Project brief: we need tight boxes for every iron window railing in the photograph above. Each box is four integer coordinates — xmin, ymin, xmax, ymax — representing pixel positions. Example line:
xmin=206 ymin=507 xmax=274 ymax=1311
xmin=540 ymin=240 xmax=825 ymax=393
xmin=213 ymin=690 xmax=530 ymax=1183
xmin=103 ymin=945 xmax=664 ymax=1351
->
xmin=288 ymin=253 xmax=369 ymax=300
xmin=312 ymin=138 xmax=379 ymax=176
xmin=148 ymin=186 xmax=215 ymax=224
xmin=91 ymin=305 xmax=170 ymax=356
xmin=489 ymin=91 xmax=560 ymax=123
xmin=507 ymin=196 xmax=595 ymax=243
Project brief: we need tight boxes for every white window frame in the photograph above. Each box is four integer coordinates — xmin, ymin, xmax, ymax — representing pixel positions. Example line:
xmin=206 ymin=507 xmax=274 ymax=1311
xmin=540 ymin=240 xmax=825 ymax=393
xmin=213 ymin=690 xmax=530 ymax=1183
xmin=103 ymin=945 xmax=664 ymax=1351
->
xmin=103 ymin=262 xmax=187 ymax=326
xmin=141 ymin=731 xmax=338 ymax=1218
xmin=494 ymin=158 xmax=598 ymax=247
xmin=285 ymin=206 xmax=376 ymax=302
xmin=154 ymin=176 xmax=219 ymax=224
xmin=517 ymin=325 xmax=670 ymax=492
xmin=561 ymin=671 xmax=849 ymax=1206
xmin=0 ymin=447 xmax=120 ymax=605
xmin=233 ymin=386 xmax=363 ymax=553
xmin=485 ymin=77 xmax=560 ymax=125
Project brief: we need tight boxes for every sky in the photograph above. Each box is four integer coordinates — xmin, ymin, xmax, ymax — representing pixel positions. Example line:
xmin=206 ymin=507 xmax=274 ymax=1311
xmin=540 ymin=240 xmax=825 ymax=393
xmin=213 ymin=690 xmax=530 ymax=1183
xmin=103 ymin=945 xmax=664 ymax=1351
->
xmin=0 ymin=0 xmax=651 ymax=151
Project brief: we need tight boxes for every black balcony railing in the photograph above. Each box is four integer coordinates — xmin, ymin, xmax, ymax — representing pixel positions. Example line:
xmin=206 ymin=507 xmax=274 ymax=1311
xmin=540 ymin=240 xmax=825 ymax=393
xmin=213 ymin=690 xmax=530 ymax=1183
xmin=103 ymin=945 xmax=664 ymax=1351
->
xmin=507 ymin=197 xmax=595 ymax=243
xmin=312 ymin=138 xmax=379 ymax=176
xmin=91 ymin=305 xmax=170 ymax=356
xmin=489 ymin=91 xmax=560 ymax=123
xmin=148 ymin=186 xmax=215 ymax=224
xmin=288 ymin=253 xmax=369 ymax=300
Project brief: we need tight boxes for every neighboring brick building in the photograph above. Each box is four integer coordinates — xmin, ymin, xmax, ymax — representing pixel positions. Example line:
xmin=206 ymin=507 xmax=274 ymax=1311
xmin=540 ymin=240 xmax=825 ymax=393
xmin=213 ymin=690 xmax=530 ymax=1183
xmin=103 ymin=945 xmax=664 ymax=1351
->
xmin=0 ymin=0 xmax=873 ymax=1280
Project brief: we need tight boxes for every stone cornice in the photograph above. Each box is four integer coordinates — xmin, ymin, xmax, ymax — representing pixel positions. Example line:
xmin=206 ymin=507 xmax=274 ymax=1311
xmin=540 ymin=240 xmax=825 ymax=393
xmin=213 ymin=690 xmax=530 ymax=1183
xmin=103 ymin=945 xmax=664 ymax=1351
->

__Do this__
Render the material between the lines holding "Project brief: we need tight boxes for every white" and "xmin=0 ymin=0 xmax=873 ymax=1280", inclusive, as a numbered list, leaving out any blank lines.

__Solution to this exercise__
1. Project brief: we need tight boxes for every white window frame in the photograph above. Each box is four integer coordinates — xmin, ymin, xmax, ymax — representing pixel positions. Example line:
2. xmin=206 ymin=507 xmax=274 ymax=1311
3. xmin=540 ymin=240 xmax=825 ymax=393
4. xmin=213 ymin=690 xmax=530 ymax=1183
5. xmin=103 ymin=945 xmax=664 ymax=1351
6. ->
7. xmin=103 ymin=262 xmax=187 ymax=326
8. xmin=141 ymin=731 xmax=338 ymax=1218
9. xmin=494 ymin=158 xmax=598 ymax=247
10. xmin=285 ymin=206 xmax=376 ymax=302
11. xmin=154 ymin=176 xmax=219 ymax=224
12. xmin=517 ymin=325 xmax=670 ymax=492
13. xmin=561 ymin=671 xmax=849 ymax=1206
14. xmin=0 ymin=447 xmax=120 ymax=605
15. xmin=233 ymin=386 xmax=363 ymax=553
16. xmin=485 ymin=77 xmax=560 ymax=125
17. Project brief: we need tight boxes for every sky in the photograph above. Each box is four integer coordinates — xmin, ymin, xmax, ymax — representing pixel positions. Example line:
18. xmin=206 ymin=507 xmax=274 ymax=1311
19. xmin=540 ymin=240 xmax=825 ymax=393
20. xmin=213 ymin=690 xmax=530 ymax=1183
21. xmin=103 ymin=945 xmax=664 ymax=1351
22. ->
23. xmin=0 ymin=0 xmax=651 ymax=151
24. Project brief: we need tight boxes for every black balcony railing in the photograph above. Each box is four integer coordinates — xmin, ymin, xmax, ymax — representing pixel positions. Example line:
25. xmin=206 ymin=507 xmax=274 ymax=1311
26. xmin=540 ymin=240 xmax=825 ymax=393
27. xmin=213 ymin=690 xmax=530 ymax=1183
28. xmin=103 ymin=945 xmax=664 ymax=1351
29. ->
30. xmin=507 ymin=197 xmax=595 ymax=243
31. xmin=312 ymin=138 xmax=379 ymax=176
32. xmin=91 ymin=305 xmax=170 ymax=356
33. xmin=489 ymin=91 xmax=560 ymax=123
34. xmin=148 ymin=186 xmax=215 ymax=224
35. xmin=288 ymin=253 xmax=369 ymax=300
36. Project brief: we need tight boxes for every neighboring brick building in the photograph above. Each box is four integer coordinates — xmin, ymin, xmax, ymax — representing pixel positions. Example line:
37. xmin=206 ymin=507 xmax=274 ymax=1311
38. xmin=540 ymin=240 xmax=825 ymax=393
39. xmin=213 ymin=690 xmax=530 ymax=1183
40. xmin=103 ymin=945 xmax=664 ymax=1351
41. ->
42. xmin=0 ymin=0 xmax=873 ymax=1280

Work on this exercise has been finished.